╔══
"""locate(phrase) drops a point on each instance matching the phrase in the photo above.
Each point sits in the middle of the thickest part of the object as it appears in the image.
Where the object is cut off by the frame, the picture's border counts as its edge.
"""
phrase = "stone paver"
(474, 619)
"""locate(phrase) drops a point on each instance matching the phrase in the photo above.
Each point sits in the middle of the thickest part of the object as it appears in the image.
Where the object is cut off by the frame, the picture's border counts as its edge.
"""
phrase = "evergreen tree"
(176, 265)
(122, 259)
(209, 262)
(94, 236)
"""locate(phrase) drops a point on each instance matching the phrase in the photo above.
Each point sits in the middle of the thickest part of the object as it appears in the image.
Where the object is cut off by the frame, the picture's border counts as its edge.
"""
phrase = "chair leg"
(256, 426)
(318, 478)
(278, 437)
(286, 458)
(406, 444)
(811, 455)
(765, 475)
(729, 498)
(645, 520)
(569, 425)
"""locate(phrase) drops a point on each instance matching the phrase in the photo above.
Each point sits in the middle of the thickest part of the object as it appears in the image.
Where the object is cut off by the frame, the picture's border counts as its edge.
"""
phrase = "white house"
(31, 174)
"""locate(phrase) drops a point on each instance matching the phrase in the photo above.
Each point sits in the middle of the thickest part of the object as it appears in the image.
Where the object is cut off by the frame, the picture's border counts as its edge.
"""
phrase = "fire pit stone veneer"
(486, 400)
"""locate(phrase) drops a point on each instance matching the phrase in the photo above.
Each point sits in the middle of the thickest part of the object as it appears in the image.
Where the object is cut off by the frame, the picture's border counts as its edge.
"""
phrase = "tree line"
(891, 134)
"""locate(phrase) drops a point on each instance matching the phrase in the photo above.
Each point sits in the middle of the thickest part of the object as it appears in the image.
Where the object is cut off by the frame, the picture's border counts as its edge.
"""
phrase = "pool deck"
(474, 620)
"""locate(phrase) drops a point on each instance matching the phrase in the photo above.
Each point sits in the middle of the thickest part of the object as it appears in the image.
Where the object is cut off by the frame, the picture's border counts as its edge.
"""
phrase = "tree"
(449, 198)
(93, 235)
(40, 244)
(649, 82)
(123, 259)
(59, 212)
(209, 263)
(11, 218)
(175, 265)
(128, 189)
╚══
Extract all the entries word for word.

» **SOLVED EXERCISE**
"""locate(phrase) drops a point on each instance matching the phrase in the photo above.
Each point sits in the middle of the thickest part of the object as it appears in the image.
Where the object is cut off by the frame, the picture's border counts as its edge.
"""
phrase = "stone paver"
(474, 619)
"""locate(phrase) drops a point on each instance matching the phrase in the photo above.
Each point sits in the middle of the thickest part of the object as it appears in the image.
Where the object is cut off by the frame, the picture's border counts as its edge.
"""
phrase = "evergreen tree"
(176, 265)
(122, 259)
(209, 262)
(94, 236)
"""locate(phrase) drops a point on each instance matching the phrase in the photo above.
Each point sits in the middle of the thickest part of the object as it appears in the image.
Where the object is cut off by the frame, the picture's border counts as its edge.
"""
phrase = "chair leg"
(256, 426)
(318, 478)
(278, 437)
(286, 458)
(406, 444)
(811, 455)
(765, 475)
(729, 498)
(645, 520)
(569, 425)
"""locate(phrase) drops a point on each instance matching the phrase in the photo above.
Each point sits in the middle of the thickest part of the object as it appears in the image.
Where the object is cut off by the frame, the picture's border counts as its edge.
"""
phrase = "white house"
(31, 174)
"""locate(phrase) drops a point on each instance matching the phrase in the photo above.
Each point sits in the middle of the thickest part of the object as it appears in the image.
Where the object is cut off by the frame, the picture's border counts as its edge.
"""
phrase = "fire pit stone veneer"
(486, 400)
"""locate(phrase) drops a point on each instance matching the phrase in the photo above.
Each point sits in the middle of the thickest part of the object as it appears in the image.
Where the object is cut off by the frame, the picture's border counts as its edge.
"""
phrase = "tree line"
(891, 134)
"""locate(phrase) drops a point on each instance matching the phrase in the photo above.
Each point sits in the middle of the thickest part of the object as it appears in the image.
Where the object is cut off by the frame, the picture's border counts as its edge.
"""
phrase = "pool deck"
(474, 620)
"""locate(phrase) drops a point on each instance matching the phrase in the photo above.
Each point sits in the middle of the thickest part of the object as it appears in the image.
Where the object is cut off by the frame, the picture's border counts as its edge.
"""
phrase = "tree"
(449, 198)
(93, 235)
(40, 244)
(649, 82)
(123, 259)
(59, 212)
(209, 263)
(11, 218)
(175, 265)
(128, 189)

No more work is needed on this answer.